══ Excerpt provided ══

Do salão ao cubo branco (2020)

Article by Ana Martins, in Umbigo Magazine, 01.04.2021

“Que horas são que horas: uma galeria de histórias, curated by José Maia, Paula Parente Pinto and Paulo Mendes, at Galeria Municipal do Porto, is an exhibition about the history of art galleries in Oporto, between 1940 and the present. It is a reflection that allows us to understand the relationships between artists, cultural spaces and audience, something reflected in a scenography surrounded by an archival environment filled with characters, artistic practices and different documents.

In 2001, when the city of Porto was the European Capital of Culture, the Serralves Museum of Contemporary Art organised the exhibition Porto 60/70: Os Artistas e a Cidade. In the catalogue, the curators Fátima Lambert and João Fernandes called for a more developed study of the decades presented, especially the “life and history of institutions, structures and cultural associations”. Now, with some research on this theme already conducted, Que horas são que horas is not only an anthological project, but, as the text of the exhibition indicates, a discourse based on the following statement: “Against the regime or with its support, in an institutional vacuum or while feeding the museums, isolated or globalised, central or peripheral, heir to a conservative social context without critical discourse and resistant to new generations of artists, the historical landscape of art galleries in Oporto is made by citizenship and commerce, of an art that is not only cult-like, but one that carries an exchange value: a gallery made of stories.”

═══
══ Data section ══

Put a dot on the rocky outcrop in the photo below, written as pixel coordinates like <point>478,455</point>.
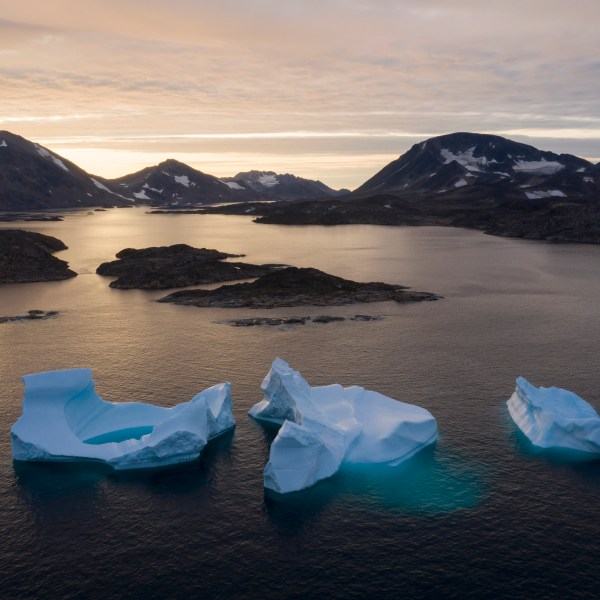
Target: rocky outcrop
<point>26,256</point>
<point>275,321</point>
<point>293,286</point>
<point>165,267</point>
<point>32,315</point>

═══

Task description:
List every person the article on art galleries in Oporto identifies as a curator. The data plays no part in the work that follows.

Problem solution:
José Maia, Paula Parente Pinto, Paulo Mendes, Fátima Lambert, João Fernandes